◆ WRITTEN TASK
Reproduce the lines below word for word, from the line containing "Ground truth says the leafy" down to the last line, including both.

◆ SOURCE DATA
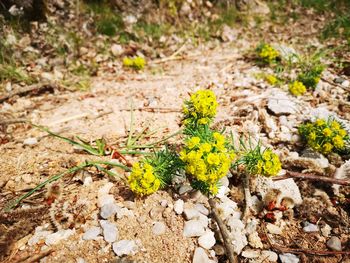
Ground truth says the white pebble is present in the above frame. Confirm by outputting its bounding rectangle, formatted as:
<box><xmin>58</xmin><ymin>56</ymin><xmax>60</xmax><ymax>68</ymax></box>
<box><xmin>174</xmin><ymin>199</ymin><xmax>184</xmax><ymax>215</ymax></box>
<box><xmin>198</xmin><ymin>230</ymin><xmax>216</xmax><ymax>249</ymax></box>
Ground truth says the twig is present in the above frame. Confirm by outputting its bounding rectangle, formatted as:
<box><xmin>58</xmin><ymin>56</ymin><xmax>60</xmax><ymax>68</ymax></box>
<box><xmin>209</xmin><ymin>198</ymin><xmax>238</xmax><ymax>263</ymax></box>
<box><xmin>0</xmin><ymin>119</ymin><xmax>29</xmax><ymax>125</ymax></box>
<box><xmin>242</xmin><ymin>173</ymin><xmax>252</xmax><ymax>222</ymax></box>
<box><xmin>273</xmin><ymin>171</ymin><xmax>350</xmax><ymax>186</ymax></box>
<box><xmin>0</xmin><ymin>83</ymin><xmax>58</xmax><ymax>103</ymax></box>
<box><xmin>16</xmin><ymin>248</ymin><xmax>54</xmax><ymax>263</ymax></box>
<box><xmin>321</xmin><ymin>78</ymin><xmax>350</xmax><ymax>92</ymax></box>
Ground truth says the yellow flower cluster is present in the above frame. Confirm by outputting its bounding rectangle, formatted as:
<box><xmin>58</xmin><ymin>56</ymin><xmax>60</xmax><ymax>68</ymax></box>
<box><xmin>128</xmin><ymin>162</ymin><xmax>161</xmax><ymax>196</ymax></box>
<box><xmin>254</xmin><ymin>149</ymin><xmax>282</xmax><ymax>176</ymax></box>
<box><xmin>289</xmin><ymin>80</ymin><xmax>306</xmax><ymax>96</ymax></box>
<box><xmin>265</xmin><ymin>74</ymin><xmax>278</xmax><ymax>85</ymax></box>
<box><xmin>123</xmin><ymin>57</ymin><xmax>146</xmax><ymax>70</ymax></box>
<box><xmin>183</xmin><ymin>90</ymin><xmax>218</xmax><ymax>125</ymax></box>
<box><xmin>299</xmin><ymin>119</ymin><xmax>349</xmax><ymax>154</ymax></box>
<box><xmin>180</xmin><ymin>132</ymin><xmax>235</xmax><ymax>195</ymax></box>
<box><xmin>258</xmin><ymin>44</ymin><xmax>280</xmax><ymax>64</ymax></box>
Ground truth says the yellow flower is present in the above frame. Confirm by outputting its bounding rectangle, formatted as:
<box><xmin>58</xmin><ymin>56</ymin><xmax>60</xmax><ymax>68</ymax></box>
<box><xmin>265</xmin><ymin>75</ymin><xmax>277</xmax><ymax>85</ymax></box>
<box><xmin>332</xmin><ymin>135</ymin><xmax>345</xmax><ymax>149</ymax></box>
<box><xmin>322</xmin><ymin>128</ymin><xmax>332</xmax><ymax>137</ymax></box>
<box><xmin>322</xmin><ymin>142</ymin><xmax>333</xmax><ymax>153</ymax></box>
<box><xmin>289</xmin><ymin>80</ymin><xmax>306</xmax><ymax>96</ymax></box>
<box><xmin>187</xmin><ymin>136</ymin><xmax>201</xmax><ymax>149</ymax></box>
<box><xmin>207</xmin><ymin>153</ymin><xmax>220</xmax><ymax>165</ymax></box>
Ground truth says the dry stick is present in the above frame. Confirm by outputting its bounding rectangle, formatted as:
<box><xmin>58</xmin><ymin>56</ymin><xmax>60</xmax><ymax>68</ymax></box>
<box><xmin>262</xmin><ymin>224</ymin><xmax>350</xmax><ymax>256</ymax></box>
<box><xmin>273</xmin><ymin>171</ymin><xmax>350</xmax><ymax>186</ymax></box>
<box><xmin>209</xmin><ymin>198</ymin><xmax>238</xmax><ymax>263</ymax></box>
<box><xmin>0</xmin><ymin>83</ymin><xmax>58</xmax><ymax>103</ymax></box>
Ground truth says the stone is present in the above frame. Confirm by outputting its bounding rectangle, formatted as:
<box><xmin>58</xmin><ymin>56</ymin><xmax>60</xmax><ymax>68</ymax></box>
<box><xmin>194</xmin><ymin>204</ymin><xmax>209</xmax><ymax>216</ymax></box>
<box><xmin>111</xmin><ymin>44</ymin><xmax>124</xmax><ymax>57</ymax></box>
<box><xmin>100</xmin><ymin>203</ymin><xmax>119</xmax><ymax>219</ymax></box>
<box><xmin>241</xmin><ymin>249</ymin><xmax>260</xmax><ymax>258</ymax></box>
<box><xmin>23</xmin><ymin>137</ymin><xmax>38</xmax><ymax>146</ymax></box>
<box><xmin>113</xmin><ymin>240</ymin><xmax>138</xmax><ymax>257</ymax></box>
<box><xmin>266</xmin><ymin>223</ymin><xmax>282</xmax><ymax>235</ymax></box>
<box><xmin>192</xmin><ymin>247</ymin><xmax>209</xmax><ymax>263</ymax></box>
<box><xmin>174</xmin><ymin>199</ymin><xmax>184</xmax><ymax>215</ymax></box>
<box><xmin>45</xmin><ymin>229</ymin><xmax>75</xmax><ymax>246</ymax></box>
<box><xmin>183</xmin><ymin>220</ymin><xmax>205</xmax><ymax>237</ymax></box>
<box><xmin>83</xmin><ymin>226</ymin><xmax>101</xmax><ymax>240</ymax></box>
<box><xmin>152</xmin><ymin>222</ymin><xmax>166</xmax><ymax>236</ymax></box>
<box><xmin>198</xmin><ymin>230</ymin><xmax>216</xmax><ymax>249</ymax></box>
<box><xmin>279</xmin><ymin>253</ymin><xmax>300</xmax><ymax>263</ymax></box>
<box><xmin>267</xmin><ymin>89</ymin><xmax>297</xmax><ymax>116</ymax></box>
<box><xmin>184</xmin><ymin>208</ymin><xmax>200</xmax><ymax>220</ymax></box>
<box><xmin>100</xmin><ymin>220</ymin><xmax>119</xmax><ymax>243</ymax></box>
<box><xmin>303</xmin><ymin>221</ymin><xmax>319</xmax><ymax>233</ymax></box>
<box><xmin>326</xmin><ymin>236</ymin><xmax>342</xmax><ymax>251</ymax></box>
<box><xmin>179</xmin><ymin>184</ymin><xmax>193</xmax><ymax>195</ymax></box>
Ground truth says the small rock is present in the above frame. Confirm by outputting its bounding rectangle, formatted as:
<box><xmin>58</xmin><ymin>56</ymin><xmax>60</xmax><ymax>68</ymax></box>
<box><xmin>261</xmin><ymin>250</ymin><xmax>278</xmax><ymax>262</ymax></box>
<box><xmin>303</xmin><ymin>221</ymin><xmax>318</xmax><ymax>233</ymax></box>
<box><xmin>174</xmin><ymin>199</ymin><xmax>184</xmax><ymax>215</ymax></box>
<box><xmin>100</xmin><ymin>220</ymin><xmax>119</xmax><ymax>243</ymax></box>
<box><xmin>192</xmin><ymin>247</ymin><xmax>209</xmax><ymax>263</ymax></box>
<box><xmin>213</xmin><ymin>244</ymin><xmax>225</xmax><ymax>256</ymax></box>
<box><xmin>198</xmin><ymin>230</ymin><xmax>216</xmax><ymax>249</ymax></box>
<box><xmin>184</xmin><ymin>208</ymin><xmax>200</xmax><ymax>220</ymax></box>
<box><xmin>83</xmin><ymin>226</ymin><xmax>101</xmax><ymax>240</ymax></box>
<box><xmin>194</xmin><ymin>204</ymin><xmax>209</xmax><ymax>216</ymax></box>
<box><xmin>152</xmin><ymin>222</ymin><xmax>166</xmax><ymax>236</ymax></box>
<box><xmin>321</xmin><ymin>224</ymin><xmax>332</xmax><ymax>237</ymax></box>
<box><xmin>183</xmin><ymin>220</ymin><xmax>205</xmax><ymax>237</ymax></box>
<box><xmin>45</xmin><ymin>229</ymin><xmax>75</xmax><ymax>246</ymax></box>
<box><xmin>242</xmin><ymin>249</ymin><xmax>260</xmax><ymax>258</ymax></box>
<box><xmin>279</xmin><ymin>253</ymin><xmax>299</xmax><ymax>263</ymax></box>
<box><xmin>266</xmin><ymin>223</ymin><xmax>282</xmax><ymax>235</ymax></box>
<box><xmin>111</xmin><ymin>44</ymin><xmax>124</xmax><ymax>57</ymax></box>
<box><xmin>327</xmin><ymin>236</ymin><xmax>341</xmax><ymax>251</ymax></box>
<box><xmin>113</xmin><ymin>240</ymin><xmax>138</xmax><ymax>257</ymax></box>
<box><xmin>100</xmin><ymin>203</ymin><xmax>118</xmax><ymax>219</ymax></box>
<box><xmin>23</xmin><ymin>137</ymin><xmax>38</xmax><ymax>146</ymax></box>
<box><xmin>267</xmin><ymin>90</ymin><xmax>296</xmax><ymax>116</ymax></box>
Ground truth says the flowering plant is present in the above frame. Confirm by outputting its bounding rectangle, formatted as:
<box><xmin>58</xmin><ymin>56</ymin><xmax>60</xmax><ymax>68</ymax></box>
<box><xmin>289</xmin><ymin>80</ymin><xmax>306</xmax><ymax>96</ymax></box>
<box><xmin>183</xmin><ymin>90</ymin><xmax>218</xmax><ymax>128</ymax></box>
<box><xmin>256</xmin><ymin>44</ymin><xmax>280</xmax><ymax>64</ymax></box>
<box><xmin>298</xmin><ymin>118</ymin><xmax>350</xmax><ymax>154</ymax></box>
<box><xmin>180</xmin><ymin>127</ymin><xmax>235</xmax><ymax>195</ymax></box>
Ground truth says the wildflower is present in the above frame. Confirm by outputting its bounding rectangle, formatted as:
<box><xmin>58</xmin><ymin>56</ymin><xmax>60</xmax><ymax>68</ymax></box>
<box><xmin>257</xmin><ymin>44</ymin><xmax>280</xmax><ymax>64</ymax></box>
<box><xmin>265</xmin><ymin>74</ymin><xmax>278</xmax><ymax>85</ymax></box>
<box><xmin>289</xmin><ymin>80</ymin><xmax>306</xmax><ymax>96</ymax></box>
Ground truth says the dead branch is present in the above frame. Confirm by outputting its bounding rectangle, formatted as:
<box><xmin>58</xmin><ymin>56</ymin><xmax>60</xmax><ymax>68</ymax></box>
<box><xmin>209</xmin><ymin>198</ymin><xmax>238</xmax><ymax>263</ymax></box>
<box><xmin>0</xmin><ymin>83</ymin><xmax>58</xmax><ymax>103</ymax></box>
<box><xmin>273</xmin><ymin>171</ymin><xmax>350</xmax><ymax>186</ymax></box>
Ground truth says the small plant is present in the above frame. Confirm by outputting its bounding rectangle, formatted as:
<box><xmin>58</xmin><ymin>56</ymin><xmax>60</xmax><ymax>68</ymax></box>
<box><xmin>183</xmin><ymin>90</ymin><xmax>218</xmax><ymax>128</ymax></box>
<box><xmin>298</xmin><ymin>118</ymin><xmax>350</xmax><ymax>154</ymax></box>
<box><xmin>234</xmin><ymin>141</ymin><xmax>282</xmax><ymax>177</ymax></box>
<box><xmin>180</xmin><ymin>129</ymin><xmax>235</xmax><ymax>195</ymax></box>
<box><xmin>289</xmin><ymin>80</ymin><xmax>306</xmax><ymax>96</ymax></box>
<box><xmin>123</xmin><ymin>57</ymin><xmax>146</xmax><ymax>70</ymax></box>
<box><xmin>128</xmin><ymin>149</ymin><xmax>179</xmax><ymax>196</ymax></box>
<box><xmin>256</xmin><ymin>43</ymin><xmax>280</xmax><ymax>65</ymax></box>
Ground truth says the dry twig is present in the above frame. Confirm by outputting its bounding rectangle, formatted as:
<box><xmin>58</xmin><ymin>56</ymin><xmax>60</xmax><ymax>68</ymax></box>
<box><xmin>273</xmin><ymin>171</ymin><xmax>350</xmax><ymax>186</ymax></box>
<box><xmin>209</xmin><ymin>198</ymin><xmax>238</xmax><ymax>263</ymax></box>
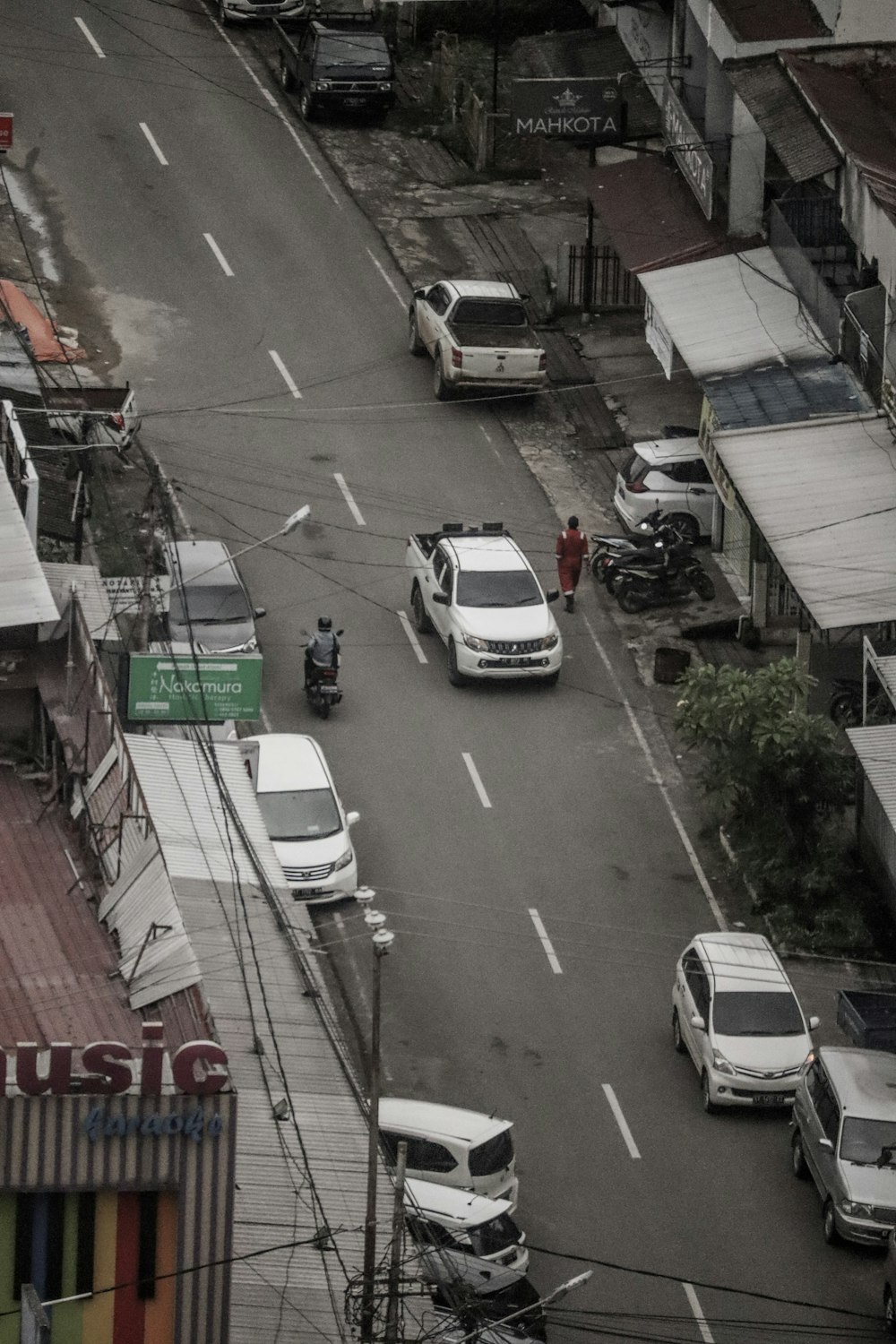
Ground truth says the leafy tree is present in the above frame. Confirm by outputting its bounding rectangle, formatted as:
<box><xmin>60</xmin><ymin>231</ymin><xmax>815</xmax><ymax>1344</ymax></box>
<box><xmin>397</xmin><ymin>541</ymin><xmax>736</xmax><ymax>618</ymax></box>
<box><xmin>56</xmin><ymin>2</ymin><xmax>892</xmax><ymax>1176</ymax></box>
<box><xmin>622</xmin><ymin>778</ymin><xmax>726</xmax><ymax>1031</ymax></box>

◆ SOLUTION FOR THIS TASK
Ground truth says the leafy tree is present in the above frame. Confirm by outputting its bounding rectangle, formatted as:
<box><xmin>60</xmin><ymin>231</ymin><xmax>815</xmax><ymax>1344</ymax></box>
<box><xmin>397</xmin><ymin>541</ymin><xmax>736</xmax><ymax>618</ymax></box>
<box><xmin>56</xmin><ymin>2</ymin><xmax>892</xmax><ymax>1176</ymax></box>
<box><xmin>622</xmin><ymin>778</ymin><xmax>726</xmax><ymax>1031</ymax></box>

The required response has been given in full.